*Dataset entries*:
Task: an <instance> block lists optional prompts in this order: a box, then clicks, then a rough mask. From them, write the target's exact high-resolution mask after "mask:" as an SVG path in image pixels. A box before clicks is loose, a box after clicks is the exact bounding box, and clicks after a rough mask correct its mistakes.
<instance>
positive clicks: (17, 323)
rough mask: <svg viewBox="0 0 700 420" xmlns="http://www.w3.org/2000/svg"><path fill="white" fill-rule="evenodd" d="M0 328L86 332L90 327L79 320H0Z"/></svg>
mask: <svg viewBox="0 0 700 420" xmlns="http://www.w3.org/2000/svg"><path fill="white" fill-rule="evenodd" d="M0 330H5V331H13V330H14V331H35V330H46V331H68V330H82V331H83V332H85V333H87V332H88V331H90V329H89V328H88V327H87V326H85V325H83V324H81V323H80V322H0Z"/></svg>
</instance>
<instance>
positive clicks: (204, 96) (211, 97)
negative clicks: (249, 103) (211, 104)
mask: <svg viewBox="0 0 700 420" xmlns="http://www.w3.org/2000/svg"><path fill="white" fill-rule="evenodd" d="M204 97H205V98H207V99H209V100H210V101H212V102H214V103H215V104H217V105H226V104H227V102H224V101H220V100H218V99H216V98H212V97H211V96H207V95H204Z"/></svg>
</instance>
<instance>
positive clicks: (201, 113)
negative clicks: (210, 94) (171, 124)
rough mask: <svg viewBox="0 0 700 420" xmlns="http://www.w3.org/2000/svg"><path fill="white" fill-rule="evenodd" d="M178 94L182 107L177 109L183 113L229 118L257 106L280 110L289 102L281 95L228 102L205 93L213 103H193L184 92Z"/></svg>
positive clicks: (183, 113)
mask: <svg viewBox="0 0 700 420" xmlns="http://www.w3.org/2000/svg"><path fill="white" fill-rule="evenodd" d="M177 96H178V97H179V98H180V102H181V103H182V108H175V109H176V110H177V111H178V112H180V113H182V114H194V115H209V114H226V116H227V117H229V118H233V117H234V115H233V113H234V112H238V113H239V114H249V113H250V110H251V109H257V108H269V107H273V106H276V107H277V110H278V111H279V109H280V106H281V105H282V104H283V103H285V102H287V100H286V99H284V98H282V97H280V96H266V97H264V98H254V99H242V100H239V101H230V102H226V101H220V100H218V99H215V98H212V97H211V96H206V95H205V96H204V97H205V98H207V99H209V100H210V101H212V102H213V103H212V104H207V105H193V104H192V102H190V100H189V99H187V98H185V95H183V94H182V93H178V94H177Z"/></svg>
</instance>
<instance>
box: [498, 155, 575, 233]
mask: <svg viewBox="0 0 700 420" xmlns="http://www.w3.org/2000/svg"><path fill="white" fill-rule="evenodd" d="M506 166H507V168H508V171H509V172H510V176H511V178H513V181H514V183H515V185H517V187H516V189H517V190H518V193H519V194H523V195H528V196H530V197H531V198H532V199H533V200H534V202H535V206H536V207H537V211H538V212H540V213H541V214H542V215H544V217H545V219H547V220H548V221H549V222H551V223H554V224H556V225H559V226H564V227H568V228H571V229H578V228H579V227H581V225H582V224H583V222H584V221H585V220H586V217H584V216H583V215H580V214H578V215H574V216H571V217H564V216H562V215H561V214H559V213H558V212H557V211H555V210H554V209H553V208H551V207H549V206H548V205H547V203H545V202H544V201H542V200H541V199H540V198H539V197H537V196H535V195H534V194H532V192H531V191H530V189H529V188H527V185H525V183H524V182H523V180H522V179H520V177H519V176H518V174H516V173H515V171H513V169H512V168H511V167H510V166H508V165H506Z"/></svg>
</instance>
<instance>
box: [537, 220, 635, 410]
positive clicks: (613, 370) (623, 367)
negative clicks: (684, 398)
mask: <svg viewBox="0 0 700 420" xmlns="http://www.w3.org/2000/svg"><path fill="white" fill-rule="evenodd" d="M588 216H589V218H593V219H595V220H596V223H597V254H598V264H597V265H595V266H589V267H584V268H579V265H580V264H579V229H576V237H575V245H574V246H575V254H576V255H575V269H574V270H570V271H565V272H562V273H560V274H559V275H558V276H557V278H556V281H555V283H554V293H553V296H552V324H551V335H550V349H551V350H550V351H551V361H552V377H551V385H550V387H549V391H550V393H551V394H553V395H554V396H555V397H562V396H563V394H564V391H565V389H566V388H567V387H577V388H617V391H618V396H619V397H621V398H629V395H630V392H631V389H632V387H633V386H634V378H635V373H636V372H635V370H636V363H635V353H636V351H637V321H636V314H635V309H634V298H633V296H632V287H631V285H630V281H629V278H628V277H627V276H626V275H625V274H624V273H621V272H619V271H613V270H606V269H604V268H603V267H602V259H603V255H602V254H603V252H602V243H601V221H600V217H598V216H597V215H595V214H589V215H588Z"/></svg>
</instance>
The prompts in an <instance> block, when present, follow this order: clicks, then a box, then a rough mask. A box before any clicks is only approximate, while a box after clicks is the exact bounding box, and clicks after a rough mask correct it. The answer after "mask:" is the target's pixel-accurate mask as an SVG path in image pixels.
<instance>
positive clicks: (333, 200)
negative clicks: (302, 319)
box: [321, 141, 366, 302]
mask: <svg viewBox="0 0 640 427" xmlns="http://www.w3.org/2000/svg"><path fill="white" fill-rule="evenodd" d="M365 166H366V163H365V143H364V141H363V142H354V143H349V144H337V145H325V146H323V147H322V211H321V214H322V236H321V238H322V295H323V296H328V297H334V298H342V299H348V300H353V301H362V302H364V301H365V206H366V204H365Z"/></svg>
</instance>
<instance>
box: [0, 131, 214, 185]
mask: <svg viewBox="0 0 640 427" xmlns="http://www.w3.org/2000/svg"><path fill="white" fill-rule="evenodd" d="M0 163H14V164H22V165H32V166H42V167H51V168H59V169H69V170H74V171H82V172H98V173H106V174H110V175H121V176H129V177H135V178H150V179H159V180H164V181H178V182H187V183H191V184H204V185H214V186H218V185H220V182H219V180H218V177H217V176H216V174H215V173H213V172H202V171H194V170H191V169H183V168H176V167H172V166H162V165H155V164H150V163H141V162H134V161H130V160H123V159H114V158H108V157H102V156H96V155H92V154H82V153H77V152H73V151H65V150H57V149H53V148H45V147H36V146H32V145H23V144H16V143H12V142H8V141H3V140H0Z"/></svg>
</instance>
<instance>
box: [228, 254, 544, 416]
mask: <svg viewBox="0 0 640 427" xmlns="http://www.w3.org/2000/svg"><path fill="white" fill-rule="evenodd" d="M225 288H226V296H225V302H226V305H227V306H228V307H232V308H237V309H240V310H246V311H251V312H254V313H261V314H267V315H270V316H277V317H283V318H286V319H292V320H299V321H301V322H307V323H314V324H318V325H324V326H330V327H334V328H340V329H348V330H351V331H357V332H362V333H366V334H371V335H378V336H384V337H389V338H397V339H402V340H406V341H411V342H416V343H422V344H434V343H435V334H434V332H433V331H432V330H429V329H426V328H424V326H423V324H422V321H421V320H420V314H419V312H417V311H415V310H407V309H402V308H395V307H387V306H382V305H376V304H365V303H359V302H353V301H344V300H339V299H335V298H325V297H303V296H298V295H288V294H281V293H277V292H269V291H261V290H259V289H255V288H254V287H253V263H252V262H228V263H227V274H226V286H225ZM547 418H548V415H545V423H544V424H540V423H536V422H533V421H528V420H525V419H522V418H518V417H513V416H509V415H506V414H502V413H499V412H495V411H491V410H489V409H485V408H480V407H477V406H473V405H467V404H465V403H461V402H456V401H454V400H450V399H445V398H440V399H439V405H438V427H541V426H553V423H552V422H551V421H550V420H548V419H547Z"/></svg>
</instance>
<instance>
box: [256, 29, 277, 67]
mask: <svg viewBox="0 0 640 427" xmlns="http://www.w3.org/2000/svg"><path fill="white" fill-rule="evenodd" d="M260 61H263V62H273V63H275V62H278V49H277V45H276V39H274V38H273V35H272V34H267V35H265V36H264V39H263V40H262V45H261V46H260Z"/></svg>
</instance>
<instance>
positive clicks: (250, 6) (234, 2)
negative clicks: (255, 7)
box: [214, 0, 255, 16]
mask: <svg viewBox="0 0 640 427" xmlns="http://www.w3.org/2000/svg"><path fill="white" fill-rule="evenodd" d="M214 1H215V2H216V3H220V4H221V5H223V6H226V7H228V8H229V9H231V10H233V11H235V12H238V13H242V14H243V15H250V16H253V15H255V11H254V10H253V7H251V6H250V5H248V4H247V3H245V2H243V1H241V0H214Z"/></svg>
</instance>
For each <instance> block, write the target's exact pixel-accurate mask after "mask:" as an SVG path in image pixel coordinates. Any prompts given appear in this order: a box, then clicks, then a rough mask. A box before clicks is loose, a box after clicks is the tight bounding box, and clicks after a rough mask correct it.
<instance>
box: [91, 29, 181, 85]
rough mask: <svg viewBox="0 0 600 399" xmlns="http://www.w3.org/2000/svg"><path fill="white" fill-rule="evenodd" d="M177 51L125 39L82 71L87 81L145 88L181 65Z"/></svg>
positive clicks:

*Task objective*: Pick out every line of the material above that contains the word "bounding", and copy each one in full.

*Solution to this problem*:
Task: an <instance> block lists optional prompts in this order: a box, then clicks, then a rough mask. From them, write the target's exact high-resolution mask after "mask:" as an SVG path in image pixels. A box before clicks is loose, a box after clicks is the exact bounding box, and clicks after a rough mask correct its mistakes.
The prompts in an <instance> block, when present, follow this order: clicks, then a box, then a rough mask. A box before any clicks is only approximate, while a box after clicks is the exact bounding box, and clicks after a rough mask correct it. The answer after "mask:" is the target's pixel-accurate mask as an SVG path in image pixels.
For each <instance> block, write the target's exact pixel-accurate mask after "mask:" as an SVG path in image pixel coordinates. Any prompts given appear in this order: a box, then clicks, then a rough mask. A box before clicks is loose, a box after clicks is the tight bounding box, and clicks after a rough mask correct it.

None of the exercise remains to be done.